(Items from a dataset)
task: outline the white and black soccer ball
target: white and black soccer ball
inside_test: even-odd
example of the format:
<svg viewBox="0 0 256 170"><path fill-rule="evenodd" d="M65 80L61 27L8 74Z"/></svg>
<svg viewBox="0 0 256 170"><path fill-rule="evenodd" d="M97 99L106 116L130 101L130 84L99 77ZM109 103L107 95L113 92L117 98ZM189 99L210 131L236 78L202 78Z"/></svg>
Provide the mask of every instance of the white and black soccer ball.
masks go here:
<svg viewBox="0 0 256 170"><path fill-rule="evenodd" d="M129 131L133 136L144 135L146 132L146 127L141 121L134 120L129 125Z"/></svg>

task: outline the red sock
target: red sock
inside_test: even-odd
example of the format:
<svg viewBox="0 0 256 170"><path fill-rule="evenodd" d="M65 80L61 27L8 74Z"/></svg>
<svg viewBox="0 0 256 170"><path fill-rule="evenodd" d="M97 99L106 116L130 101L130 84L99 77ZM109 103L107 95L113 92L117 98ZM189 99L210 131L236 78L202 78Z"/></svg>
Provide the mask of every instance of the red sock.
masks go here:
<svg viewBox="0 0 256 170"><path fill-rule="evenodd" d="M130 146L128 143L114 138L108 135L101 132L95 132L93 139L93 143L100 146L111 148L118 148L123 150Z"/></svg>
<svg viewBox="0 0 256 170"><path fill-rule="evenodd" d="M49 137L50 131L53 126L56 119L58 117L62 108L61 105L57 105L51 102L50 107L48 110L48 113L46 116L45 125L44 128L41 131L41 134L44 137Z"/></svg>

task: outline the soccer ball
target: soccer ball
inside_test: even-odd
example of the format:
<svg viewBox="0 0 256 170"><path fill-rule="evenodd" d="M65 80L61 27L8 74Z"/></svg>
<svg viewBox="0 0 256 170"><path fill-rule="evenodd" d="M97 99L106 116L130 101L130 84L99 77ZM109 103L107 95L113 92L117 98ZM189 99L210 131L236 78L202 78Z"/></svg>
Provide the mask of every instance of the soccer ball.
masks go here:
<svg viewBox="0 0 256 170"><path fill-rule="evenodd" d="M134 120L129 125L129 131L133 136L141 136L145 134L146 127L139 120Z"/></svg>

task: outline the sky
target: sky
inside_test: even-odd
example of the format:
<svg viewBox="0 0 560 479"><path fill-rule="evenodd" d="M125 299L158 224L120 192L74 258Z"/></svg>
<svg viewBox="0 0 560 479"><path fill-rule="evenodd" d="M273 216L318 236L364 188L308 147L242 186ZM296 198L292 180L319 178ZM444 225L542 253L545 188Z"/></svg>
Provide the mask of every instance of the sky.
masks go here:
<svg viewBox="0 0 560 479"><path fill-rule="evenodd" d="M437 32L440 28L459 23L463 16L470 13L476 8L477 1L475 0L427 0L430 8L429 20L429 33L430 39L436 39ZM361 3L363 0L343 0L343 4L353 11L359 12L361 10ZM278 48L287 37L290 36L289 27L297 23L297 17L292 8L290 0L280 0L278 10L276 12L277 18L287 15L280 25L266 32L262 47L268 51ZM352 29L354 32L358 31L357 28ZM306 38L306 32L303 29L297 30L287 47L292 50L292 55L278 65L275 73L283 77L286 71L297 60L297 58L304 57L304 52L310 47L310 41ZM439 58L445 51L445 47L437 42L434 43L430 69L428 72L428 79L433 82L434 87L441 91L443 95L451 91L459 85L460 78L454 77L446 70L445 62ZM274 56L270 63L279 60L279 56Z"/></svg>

• _REQUIREMENT_
Please output all of the records above again, line for line, with no changes.

• _RESPONSE_
task: outline the white and black soccer ball
target: white and black soccer ball
inside_test: even-odd
example of the format:
<svg viewBox="0 0 256 170"><path fill-rule="evenodd" d="M65 80L61 27L8 74Z"/></svg>
<svg viewBox="0 0 256 170"><path fill-rule="evenodd" d="M97 99L106 116L130 101L130 84L99 77ZM109 103L107 95L113 92L117 98ZM189 99L210 131L236 78L202 78Z"/></svg>
Provide the mask of every instance of the white and black soccer ball.
masks go here:
<svg viewBox="0 0 256 170"><path fill-rule="evenodd" d="M129 131L133 136L144 135L146 132L146 127L141 121L134 120L129 125Z"/></svg>

task: outline the red sock
target: red sock
inside_test: even-odd
example of the format:
<svg viewBox="0 0 256 170"><path fill-rule="evenodd" d="M65 80L61 27L8 74Z"/></svg>
<svg viewBox="0 0 256 170"><path fill-rule="evenodd" d="M97 99L106 116L130 101L130 84L99 77ZM109 103L107 95L113 92L117 98ZM189 99L210 131L236 78L202 78Z"/></svg>
Provide the mask of every instance of the red sock.
masks go here:
<svg viewBox="0 0 256 170"><path fill-rule="evenodd" d="M130 146L128 143L114 138L108 135L101 132L95 132L93 139L93 143L100 146L111 148L118 148L123 150Z"/></svg>
<svg viewBox="0 0 256 170"><path fill-rule="evenodd" d="M49 137L50 131L53 126L56 119L58 117L62 108L61 105L57 105L51 102L50 107L48 110L48 113L46 116L45 125L44 128L41 131L41 134L44 137Z"/></svg>

task: outline the soccer ball
target: soccer ball
inside_test: even-odd
example of the format:
<svg viewBox="0 0 256 170"><path fill-rule="evenodd" d="M65 80L61 27L8 74Z"/></svg>
<svg viewBox="0 0 256 170"><path fill-rule="evenodd" d="M97 99L106 116L130 101L130 84L99 77ZM109 103L107 95L113 92L117 98ZM189 99L210 131L236 78L202 78Z"/></svg>
Provide the mask of every instance of the soccer ball.
masks go here:
<svg viewBox="0 0 256 170"><path fill-rule="evenodd" d="M134 120L129 125L129 131L133 136L141 136L145 134L146 127L139 120Z"/></svg>

task: outline the sky
target: sky
inside_test: even-odd
example of the format:
<svg viewBox="0 0 560 479"><path fill-rule="evenodd" d="M125 299L158 224L120 192L74 258Z"/></svg>
<svg viewBox="0 0 560 479"><path fill-rule="evenodd" d="M273 216L318 236L364 188L308 147L242 186ZM296 198L292 180L319 178ZM444 225L542 253L545 188Z"/></svg>
Provide the mask of every instance of the sky.
masks go here:
<svg viewBox="0 0 560 479"><path fill-rule="evenodd" d="M437 32L440 28L459 23L463 16L470 13L476 8L477 1L475 0L427 0L430 8L429 20L429 33L430 39L436 39ZM361 3L363 0L343 0L343 4L353 11L359 12L361 10ZM278 48L287 37L290 36L289 27L297 23L297 17L292 8L290 0L280 0L278 10L276 12L277 18L287 15L280 25L266 32L262 47L268 51ZM352 29L354 32L358 31L357 28ZM306 38L306 32L303 29L297 30L287 47L292 50L292 55L278 65L275 73L283 77L286 71L297 60L297 58L304 57L304 52L310 47L310 41ZM439 58L445 51L445 47L437 42L434 43L430 69L428 72L428 79L433 82L434 87L441 91L443 95L451 91L459 85L460 78L454 77L446 70L445 62ZM274 56L270 63L279 60L279 56Z"/></svg>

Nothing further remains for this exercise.